## SELECTED TEXT:
■ ■ ■ ■
I’m talking to Jack.
Hit the road, Jack. And don’t you come back no more, no more, no more, no more. Hit the road, Jack. And don’t you come back no more. What you say?
This fun song from Ray Charles is a little ditty we can all remember singing real loud…especially the “What you say?” part!So, when was the last time you hit the road? Ray’s song was actually a conversation with a woman he wasn’t having too much fun with. Their relationship was finding it’s end. And the nice young lady was telling Ray to “hit the road.”
She was encouraging him to get to steppin!
Another quote I ran across recently makes a statement of similar responsibility with a different sway. If any of you know who said this, please let me know. For now, it is anonymous.
No changing of place at a hundred miles an hour will make us one whit stronger, or happier, or wiser. There was always more in the world than man could see, walked they ever so slowly; they will see it no better for going fast.
The really precious things are thought and sight, not pace. It does a bullet no good to go fast; and a man, if he be truly a man, no harm to go slow; for his glory is not at all in going, but in being. – Anonymous
When it comes to our walk as a local shared life community, some times it takes pitching tents. But when it comes to walking it out, one step at a time, we can get locked down in over analyzing the path in front of us, or worrying about our history with our journey with religion. We get locked down. Stuck in the mud.
■ ■ ■ ■
## WHAT IS BEING ASKED:
Reproduce the part of the post between "This fun song" and "get to steppin!", inclusive.

## DATA RECORDS:
■ ■ ■ ■
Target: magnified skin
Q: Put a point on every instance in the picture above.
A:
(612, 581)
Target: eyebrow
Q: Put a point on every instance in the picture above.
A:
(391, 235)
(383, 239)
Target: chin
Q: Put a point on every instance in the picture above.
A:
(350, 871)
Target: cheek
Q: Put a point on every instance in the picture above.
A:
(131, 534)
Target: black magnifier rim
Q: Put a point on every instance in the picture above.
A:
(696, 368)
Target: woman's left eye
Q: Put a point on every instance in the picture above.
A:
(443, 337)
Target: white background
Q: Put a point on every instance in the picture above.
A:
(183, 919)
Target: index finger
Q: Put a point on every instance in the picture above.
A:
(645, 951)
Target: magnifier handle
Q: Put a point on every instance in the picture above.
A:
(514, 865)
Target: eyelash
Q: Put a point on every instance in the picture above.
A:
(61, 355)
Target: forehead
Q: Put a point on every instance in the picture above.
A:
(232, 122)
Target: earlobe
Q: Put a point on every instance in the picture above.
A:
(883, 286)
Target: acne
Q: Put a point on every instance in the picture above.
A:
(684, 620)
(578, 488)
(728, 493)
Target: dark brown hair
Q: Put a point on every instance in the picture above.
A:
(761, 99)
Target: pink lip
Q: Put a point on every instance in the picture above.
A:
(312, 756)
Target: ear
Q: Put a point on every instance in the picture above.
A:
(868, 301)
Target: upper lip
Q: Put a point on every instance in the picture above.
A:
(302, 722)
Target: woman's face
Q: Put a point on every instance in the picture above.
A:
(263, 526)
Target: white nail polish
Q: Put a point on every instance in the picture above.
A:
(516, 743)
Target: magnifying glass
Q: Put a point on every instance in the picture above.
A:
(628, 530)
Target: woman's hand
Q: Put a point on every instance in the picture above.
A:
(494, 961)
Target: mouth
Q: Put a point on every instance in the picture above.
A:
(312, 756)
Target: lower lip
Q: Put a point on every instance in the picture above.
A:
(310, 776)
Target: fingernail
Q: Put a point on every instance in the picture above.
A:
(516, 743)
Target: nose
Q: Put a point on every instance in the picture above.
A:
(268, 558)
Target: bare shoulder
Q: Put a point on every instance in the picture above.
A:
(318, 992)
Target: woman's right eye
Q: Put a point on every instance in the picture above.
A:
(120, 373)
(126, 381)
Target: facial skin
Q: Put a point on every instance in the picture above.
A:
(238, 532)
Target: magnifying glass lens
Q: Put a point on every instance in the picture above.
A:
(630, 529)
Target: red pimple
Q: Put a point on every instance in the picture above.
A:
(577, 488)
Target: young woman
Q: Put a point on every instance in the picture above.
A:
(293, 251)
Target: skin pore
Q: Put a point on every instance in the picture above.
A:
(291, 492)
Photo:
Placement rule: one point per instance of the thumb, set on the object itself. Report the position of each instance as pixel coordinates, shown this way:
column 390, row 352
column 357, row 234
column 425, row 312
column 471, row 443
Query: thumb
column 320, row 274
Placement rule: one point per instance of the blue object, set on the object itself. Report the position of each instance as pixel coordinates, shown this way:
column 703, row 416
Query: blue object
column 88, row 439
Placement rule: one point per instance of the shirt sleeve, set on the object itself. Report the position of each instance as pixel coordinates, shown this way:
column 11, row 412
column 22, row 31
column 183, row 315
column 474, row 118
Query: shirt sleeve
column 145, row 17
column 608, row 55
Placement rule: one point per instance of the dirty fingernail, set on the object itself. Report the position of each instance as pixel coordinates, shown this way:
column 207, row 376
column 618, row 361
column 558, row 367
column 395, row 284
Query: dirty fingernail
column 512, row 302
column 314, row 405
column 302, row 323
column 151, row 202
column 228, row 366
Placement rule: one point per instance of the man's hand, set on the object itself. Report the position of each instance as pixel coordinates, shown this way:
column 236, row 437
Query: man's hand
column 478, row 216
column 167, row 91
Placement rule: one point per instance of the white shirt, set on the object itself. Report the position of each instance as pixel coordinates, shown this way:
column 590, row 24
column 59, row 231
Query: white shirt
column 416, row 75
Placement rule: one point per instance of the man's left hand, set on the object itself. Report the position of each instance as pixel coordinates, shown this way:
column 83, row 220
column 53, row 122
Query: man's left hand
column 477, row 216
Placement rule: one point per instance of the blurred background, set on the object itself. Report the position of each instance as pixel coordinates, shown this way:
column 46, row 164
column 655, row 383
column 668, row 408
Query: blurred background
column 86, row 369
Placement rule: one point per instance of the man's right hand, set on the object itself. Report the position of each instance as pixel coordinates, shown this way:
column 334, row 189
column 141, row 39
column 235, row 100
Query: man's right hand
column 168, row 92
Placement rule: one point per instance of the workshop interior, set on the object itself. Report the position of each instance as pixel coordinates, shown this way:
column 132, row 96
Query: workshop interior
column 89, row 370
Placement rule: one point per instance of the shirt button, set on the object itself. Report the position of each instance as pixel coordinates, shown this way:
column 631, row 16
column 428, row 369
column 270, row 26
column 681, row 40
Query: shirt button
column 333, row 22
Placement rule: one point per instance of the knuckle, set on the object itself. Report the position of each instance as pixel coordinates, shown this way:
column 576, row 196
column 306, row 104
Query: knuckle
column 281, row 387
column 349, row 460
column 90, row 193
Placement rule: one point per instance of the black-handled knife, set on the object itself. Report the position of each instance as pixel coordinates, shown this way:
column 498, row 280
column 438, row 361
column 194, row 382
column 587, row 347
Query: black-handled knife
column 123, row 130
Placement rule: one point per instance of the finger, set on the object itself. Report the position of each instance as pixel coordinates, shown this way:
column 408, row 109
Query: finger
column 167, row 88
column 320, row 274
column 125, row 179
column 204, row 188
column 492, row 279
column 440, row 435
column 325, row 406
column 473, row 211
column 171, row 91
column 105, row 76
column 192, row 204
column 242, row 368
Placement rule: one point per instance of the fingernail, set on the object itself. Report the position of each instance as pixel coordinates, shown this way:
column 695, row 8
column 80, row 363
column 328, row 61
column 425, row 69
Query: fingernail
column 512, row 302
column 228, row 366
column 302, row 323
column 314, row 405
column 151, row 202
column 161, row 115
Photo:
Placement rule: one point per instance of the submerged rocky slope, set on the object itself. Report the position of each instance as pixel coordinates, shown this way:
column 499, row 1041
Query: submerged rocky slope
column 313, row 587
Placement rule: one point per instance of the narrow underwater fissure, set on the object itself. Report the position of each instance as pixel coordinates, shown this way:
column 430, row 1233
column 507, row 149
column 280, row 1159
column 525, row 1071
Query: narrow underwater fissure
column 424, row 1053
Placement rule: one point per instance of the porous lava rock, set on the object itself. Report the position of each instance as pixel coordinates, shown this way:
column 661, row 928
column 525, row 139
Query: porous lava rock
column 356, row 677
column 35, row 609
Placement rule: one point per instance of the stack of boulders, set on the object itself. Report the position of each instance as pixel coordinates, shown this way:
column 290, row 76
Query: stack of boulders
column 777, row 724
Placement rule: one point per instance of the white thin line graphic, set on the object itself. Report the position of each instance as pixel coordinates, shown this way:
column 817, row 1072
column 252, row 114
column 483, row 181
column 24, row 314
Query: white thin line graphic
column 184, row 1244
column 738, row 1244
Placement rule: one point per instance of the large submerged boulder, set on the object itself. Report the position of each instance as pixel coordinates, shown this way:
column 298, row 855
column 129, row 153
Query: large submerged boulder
■ ■ ■ ■
## RESPONSE:
This fun song from Ray Charles is a little ditty we can all remember singing real loud…especially the “What you say?” part!So, when was the last time you hit the road? Ray’s song was actually a conversation with a woman he wasn’t having too much fun with. Their relationship was finding it’s end. And the nice young lady was telling Ray to “hit the road.”
She was encouraging him to get to steppin!